REQUIREMENT A
Retype the stretch of the bridge blog post from "From Jonathan Steinberg’s" through "left to speculate.".
REQUIREMENT B
Pick up the bridge blog post after its final sentence and write what comes next.

EXCERPTED PASSAGE
################

Cam French

Watchin’ the Detectives

Elvis Costello – Watching the Detectives 



First, if you have not read  Hooked on a Feeling (by me) and/or Shades of Gray (Ray Lee) do so. They are one page down below. They deal with the Howard Piltch Spingold hand.

I never heard what, if anything became of this incident. It’s a SECRET – and we the public are not privy to the inner chamber. The detectives have that well under wraps. If only the League was as good at sharing information as they are at hiding it. It’s like they are Homeland Security and are not accountable to anyone.

That is one of the many problems of “justice” within the bridge community. The cone of silence, for all you Get Smart fans.

Did Howard have a wire? I see precious little evidence to support that. Apart from innuendo and granted, a compelling but hardly damning example of one whole hand from a long team match (and career) – there is a wisp of smoke but  where is the fire? I recall some violation(s) by Howard, but the details were not publicly released so I (and the public)  don’t know the depth of these committee meetings because they never tell us. This is from District 24 Newsletter, edited by Alvin Levy, Volume 01.2.

2. In the matter of Howard Piltch’s (ACBL number N966671) appeal of the decision of District 25 Disciplinary and Appellate Committee’s decisions, the committee affirms the factual findings of the committees, but finds that the previous discipline is excessive under ACBL Code of Disciplinary Regulations (CDP)  guidelines. Therefore, the discipline shall be reduced to a public reprimand and 30 days probation. Mr. Piltch is deemed to have already served 30 days probation in this matter. [Howard Piltch has been disciplines twice in a 24-month period and therefore has incurred an additional 2-year probation.}

What the hell does that mean? Please enlighten all of us. If reduced to 30 days (as it was) then it doesn’t sound like he stole the crown jewels of the empire. What exactly did he do?

From Jonathan Steinberg’s 12/95 District 2 report we see:

Special Committees investigating allegations against District 25 board member Howard Piltch and the removal of Bob Rosen as ACBL National Recorder released their findings. No charges were laid against Mr. Piltch. The removal of Bob Rosen was upheld. No details, so we are left to speculate.

################

RECORD LIST

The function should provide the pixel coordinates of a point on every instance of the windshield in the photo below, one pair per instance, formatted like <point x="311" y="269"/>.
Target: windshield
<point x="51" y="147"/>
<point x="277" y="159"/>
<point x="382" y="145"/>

################

TASK RESPONSE A
From Jonathan Steinberg’s 12/95 District 2 report we see:

Special Committees investigating allegations against District 25 board member Howard Piltch and the removal of Bob Rosen as ACBL National Recorder released their findings. No charges were laid against Mr. Piltch. The removal of Bob Rosen was upheld. No details, so we are left to speculate.

TASK RESPONSE B
What the hell was that about? Sure, a few connected insiders know the whole prior history, but we the membership are stuck in the dark. According to Ray :

3) The director was consulted at some stage by the opposing team, but did not change the table result.  The opposing team did not lodge an appeal (they won the match by more than 100 IMPs) but did express an intent to pursue the matter in a Conduct and Ethics hearing.

Well, did they? Or didn’t they? if so, what were the findings? if not, why not? A lack of evidence perhaps? I have no idea but I do think that we the bridge playing public, and certainly Howard deserve to know the outcome.

What happened?

Or does a team, chagrined by a wild result, even thought ultimately winning by 100 imps, insinuate cheating and then walk way into the night? If Howard was guilty, let’s string him up. And if he is not, let’s say so. Looks to me like a very little smoke, no fire. Surely someone for the prosecution can find a pattern of dubious results, assuming that exists. if not, let’s not smear a name without cause and more to the point without evidence. Cheaters have a pattern. One hand is not a pattern. To the prosecutors I say make the case. We all deserve nothing less.




Hooked on a Feeling

December 16th, 2010  ~  Cam French  ~  15 Comments 

Grand Funk Railroad – Hooked on a Feeling



Remember the Pilch hand Ray wrote up?

Ray Lee wrote under the title Shades of Gray:


I’ve stolen the title for this blog from a forthcoming MPP book, which just happens to be a novel revolving around cheating at bridge, the difficulty of proving it, and the conundrum of what to do with the culprit(s) when it is finally proven.  I wanted to comment on an incident in the New Orleans Spingold, which has already been the subject of much discussion and controversy on various bridge forums.

First, the deal in question:

You are playing the round of 64 in the Spingold against a much higher seed.  You start the second quarter about 40 behind, and this board comes up early on:

♠ –  ♥ A x x  ♦ A Q x x   ♣ A K Q 7 x x

You are red against white, and RHO opens 3♠. Your call.

No, this isn’t a quiz; that was just to give you a moment or two to think about how you might proceed.  What happened at the table was the holder of this hand, Howard Piltch (a professional player but not a top-ranked expert), bid 6♦.  This was a dramatic winner when dummy hit with essentially king fourth of diamonds and out and both minors behaved well.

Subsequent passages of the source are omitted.